▶ **EXERCISES**
1. Answer these questions from the text about the album Up the Downstair:
(a) In what month and year was the album first released?
(b) Who played the newly recorded drums on the 2005 re-release?
(c) On which label was the 2008 double vinyl pressed?
2. Repeat word for word the part of the text about the album Up the Downstair starting with "According to Wilson, Up" and going on through "by Steven Wilson.".

Up the Downstair is the second studio album by British progressive rock band Porcupine Tree, first released in June 1993. It was originally intended to be a double album set including the song "Voyage 34", which was instead released as a single in 1992, and other material that ended up on the Staircase Infinities  EP (1994). In 2005, it was partially re-recorded, fully re-mixed, remastered and re-released along with the Staircase Infinities EP as a double album. The re-release contains a re-mix by Steven Wilson incorporating newly recorded drums by Gavin Harrison that replace the electronic drums of the original version. Another re-release on double vinyl was pressed on 14 August 2008 on Kscope records. This is identical to the 2005 release, except it is printed on coloured vinyl and the Staircase Infinities disc contains the song "Phantoms".

According to Wilson, Up the Downstair channeled "the Orb and the Future Sound of London, but also Floyd and Ozric Tentacles. If I liked it, I didn’t give a fuck."

Track listing
All music written by Steven Wilson.

▶ **INFORMATION SHOWN**
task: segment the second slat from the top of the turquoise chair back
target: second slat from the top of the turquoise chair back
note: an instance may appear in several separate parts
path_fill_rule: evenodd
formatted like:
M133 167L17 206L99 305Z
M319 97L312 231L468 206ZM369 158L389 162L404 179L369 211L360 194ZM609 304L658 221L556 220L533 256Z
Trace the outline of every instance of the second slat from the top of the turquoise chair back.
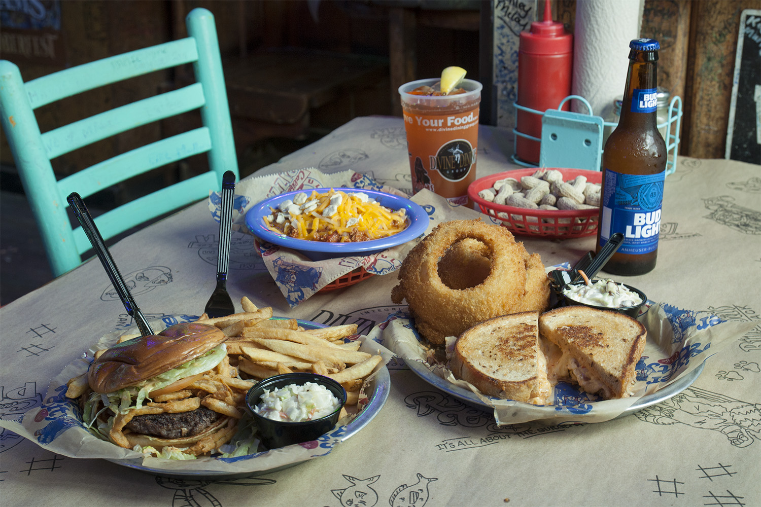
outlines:
M138 100L110 111L45 132L43 143L49 159L60 157L112 135L170 116L198 109L205 103L200 83Z

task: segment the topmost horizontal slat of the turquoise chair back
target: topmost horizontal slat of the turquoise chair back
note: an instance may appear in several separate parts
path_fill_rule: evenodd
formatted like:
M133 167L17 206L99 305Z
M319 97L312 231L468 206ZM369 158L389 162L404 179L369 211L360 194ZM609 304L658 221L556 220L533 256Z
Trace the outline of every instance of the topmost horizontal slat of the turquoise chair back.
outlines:
M188 37L110 56L33 79L27 83L27 93L32 109L37 109L77 93L164 68L195 62L197 59L196 40Z

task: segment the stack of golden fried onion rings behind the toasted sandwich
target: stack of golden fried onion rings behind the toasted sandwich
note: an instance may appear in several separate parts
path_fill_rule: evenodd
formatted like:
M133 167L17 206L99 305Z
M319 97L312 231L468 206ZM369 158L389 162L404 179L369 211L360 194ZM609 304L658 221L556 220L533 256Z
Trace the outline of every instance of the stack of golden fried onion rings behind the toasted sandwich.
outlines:
M538 254L497 225L440 223L398 271L393 303L406 299L418 332L433 345L488 318L549 306L549 279Z

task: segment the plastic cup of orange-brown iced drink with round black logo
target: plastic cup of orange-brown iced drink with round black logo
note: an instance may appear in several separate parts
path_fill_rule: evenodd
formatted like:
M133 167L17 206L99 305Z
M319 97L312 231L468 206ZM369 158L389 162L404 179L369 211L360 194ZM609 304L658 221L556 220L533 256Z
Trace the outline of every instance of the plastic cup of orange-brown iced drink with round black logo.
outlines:
M409 93L438 81L419 79L399 87L412 191L428 189L453 204L467 204L468 185L476 179L482 84L463 79L465 93L454 95Z

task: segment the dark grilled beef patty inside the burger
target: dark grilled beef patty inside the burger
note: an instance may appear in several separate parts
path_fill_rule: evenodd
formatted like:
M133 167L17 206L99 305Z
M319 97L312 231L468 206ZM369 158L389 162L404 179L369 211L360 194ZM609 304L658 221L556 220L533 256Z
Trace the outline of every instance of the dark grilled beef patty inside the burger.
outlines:
M132 417L125 426L135 433L158 436L161 439L180 439L202 433L218 420L221 414L206 407L199 407L179 414L145 414Z

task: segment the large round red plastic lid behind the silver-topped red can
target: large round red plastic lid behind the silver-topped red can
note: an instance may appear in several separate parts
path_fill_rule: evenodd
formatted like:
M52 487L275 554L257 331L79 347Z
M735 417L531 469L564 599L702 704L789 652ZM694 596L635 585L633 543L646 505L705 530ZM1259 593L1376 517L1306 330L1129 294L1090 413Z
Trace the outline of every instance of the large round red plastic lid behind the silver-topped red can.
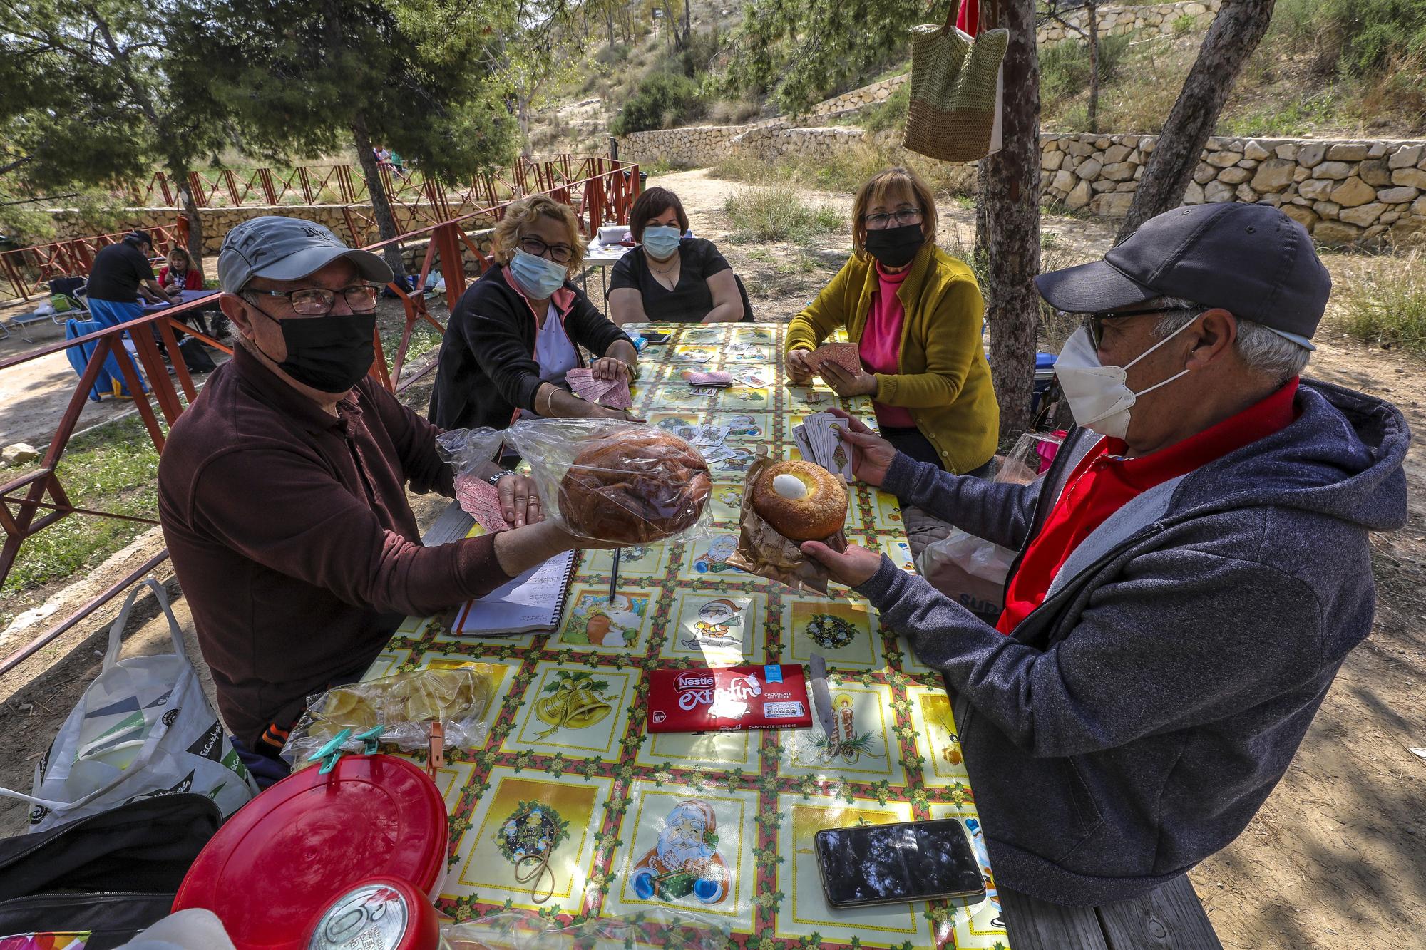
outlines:
M431 894L446 836L445 802L425 772L395 756L342 756L331 773L302 769L228 819L174 910L207 907L240 950L297 950L318 914L369 877Z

▶ **ANSWERS BY TASK**
1.
(a) June 1993
(b) Gavin Harrison
(c) Kscope

2.
According to Wilson, Up the Downstair channeled "the Orb and the Future Sound of London, but also Floyd and Ozric Tentacles. If I liked it, I didn’t give a fuck."

Track listing
All music written by Steven Wilson.